What is expected:
Duplicate verbatim the passage of the forum thread on soldier morale from "He was American" up to and including "I have covered.".

======== Document text ========

He was American and as you might gather - a bit scary - but he had a point I suppose, even if we might find it totally alien.
Few of us ever wanted to be in the army and few have ever experienced what war is like. I have experienced it. It is strange and frightening and frankly exhilarating when it's over and you have survived.
But it is what soldiers have trained for and crave. The current deployed men and women see themselves as the “chosen generation”. Not for them tours of Northern Ireland to experience battle – but full-on conflicts, and they are at the centre of it.
We may debate the rights and wrongs of Afghanistan and Iraq and we may hate the dreadfulness of war and the effect that it has on civilians - something I have focused on in the many conflicts I have covered.
But please do not think that another soldier killed in an incident in Afghanistan ever affects the soldiers’ commitment – quite the opposite, it makes them more determined.


Good to see a real news article for a change and another reason, not that I needed it, to watch Sky news over BBC :)
 
#2
I wouldn't say all soldiers like being in contact day in day out. Many who say they do like it are usually liars or like to big themselves up. Combat on a regular basis is tiring both for the mind and the body. Too much is a lickout though (unless you're Rambo or being interviewed by a reporter) :)
 
#3
Karl_uk said:
Every reporter will have experienced it and every one of us fails to actually tell the real truth when we are asked this recurring and obvious question: “Stuart, another soldier dead in terrible circumstances. Opinion polls show the public is against the war. Surely it must affect morale?”
The real answer “Does it chuff, they love it.”
They do and that is the difference between civilians and military; it is why you and I and everyone wringing their hands about the poor soldiers facing horrendous conditions and danger totally don’t get it.
It is why they can kill people without question.
It is why they joined up in the first place.
If you think about it logically do soldiers, first and foremost, really want to build schools for poor Afghan kids? No, they want to kill Taliban.

======== Extracted material ========

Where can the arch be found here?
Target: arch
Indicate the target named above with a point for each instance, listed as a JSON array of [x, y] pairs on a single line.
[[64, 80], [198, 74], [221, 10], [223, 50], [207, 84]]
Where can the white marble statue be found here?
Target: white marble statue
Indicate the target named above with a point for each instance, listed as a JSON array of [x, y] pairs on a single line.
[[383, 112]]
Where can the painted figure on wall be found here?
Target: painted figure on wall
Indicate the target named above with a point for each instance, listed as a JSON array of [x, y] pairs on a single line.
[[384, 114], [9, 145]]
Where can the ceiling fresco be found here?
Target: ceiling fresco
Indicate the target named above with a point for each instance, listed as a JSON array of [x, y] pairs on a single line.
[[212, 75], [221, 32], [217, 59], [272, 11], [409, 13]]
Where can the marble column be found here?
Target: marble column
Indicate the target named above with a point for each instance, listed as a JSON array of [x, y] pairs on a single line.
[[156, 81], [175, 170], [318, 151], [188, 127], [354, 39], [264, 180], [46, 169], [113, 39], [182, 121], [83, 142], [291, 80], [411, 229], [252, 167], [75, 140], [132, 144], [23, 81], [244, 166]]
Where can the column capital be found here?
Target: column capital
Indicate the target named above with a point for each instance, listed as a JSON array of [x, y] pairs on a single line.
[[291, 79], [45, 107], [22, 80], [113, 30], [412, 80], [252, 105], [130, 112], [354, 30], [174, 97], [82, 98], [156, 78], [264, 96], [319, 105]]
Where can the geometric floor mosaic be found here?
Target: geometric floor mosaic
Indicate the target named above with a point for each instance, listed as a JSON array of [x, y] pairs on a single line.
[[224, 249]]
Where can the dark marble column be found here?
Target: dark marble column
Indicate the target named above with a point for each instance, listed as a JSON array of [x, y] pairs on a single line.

========

Exercise result:
He was American and as you might gather - a bit scary - but he had a point I suppose, even if we might find it totally alien.
Few of us ever wanted to be in the army and few have ever experienced what war is like. I have experienced it. It is strange and frightening and frankly exhilarating when it's over and you have survived.
But it is what soldiers have trained for and crave. The current deployed men and women see themselves as the “chosen generation”. Not for them tours of Northern Ireland to experience battle – but full-on conflicts, and they are at the centre of it.
We may debate the rights and wrongs of Afghanistan and Iraq and we may hate the dreadfulness of war and the effect that it has on civilians - something I have focused on in the many conflicts I have covered.